» Trecho citado:

###

Guerra da Rússia com a Ucrânia é o novo ponto de atenção da Anfavea
São Paulo – Luiz Carlos Moraes, presidente da Anfavea, enxergava céu de brigadeiro no horizonte. O pico da terceira onda da covid-19 no Brasil fora superado, após a variante ômicron complicar um já intrincado cenário de produção e vendas locais de veículos ao provocar mais absenteísmo nas fábricas no início do ano, que precisaram reduzir os ritmos das linhas por falta de pessoal, e redução no fluxo das lojas, com as pessoas isoladas em casa para evitar a propagação da doença. A perspectiva da redução no IPI dos veículos, que veio, deixava o executivo animado com o efeito que poderia gerar nos consumidores.
Mas, como vem acontecendo com a indústria nacional de veículos nos últimos anos, quando saiu de uma crise aguda e no meio da recuperação encontrou uma pandemia, seguida por uma dificuldade global de abastecimento de componentes após aprender a conviver com esta pandemia e que culminou em inflação e necessidade de o governo apertar o consumo para evitar cenário pior, um outro obstáculo apareceu à frente e tapou a visão do presidente da Anfavea: a Rússia atacou a Ucrânia e uma guerra passou de ameaça a realidade.
Novamente os executivos sentaram-se à mesa para traçar novos possíveis cenários. Por mais prematura que ainda possa ser uma análise mais concreta da questão a perspectiva, naturalmente, não é das melhores: “A guerra veio como uma pancada. O cenário pós-pandemia se mostrava positivo, a terceira onda estava sendo superada, as atividades econômicas retornando. Foi desanimador”.
A Anfavea evitou traduzir em números o que pode vir a ser a guerra nos negócios locais. A pressão inflacionária que possivelmente chegará, de fora para dentro, deverá anular os efeitos da redução do IPI nos preços dos carros. A situação de desabastecimento de componentes tende a se agravar, pois as rotas estão sendo modificadas e o frete aéreo, do qual muitas empresas vinham lançando mão para acelerar suas linhas de produção, deverá ser afetado pelas necessárias alterações de rotas. Será preciso buscar fornecedores alternativos para componentes importantes, como o paládio e o gás neônio, dos quais Rússia e Ucrânia são grandes produtores e que são usados pela indústria.

###

» Conteúdo dos dados:

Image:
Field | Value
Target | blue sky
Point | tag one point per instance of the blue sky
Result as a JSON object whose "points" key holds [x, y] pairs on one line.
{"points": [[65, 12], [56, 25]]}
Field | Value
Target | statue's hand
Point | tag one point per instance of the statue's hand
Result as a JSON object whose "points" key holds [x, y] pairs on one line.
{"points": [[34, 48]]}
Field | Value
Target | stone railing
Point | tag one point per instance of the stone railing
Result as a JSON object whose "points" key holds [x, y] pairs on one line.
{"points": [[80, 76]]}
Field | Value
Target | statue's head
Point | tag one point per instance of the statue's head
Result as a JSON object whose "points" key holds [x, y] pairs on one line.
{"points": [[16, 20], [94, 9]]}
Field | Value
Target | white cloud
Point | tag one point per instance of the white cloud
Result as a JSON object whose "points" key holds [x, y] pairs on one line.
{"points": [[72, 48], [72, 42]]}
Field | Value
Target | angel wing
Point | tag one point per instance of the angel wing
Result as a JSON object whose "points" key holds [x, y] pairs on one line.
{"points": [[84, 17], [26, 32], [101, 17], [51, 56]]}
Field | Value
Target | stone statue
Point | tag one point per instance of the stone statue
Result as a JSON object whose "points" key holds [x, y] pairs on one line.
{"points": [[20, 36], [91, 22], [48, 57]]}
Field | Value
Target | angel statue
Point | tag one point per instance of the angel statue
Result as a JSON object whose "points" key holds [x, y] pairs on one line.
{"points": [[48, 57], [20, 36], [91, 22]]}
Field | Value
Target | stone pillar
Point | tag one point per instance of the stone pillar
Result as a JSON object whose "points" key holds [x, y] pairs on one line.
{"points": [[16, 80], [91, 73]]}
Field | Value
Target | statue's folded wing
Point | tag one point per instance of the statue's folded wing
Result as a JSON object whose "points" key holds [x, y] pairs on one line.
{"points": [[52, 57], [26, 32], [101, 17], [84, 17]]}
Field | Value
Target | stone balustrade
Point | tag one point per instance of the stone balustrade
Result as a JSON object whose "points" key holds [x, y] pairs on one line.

###

» O que fazer:
Dê continuidade à reportagem sobre a Anfavea e a guerra na Ucrânia, começando logo após a última frase. As entradas não têm relação com a reportagem sobre a Anfavea.

» Resposta escrita:
Outro ponto de atenção atinge o agronegócio, motor da economia brasileira na última década: daquela região vêm importantes insumos para a produção rural, como fertilizantes, potássio, ureia, nitrato de amônio, nitrogênio, fósforo. Uma eventual redução na atividade da agricultura tem reflexo direto na produção, especialmente de caminhões e máquinas agrícolas.
Moraes chama a atenção, porém, para os movimentos do Banco Central, diante da necessidade de elevar a taxa Selic para controlar a inflação: “Alguns analistas já falam em ajustar para 13% a 14% e eu me preocupo: o remédio pode se tornar um veneno. Não estamos tendo inflação de demanda. Talvez seja melhor admitir que teremos inflação maior e manter o consumo interno, sem mexer tanto na taxa de juros”.
Os efeitos da taxa básica de juros, que na última reunião subiu para 10,75% ao ano, já são sentidos no mercado, segundo o executivo: em fevereiro deste ano 63% dos veículos vendidos foram pagos à vista. Há um ano este índice foi de 51%: “Quem tem condições já está fugindo do financiamento”.
E não são muitos os que têm condições de comprar carros 0 KM em um País com alto índice de desemprego e no qual o cidadão vê, mês a mês, seu poder de compra diminuir. Moraes admite que a queda nas vendas de janeiro e fevereiro não são reflexo apenas da falta de oferta, pois já há sinais de desaquecimento na demanda.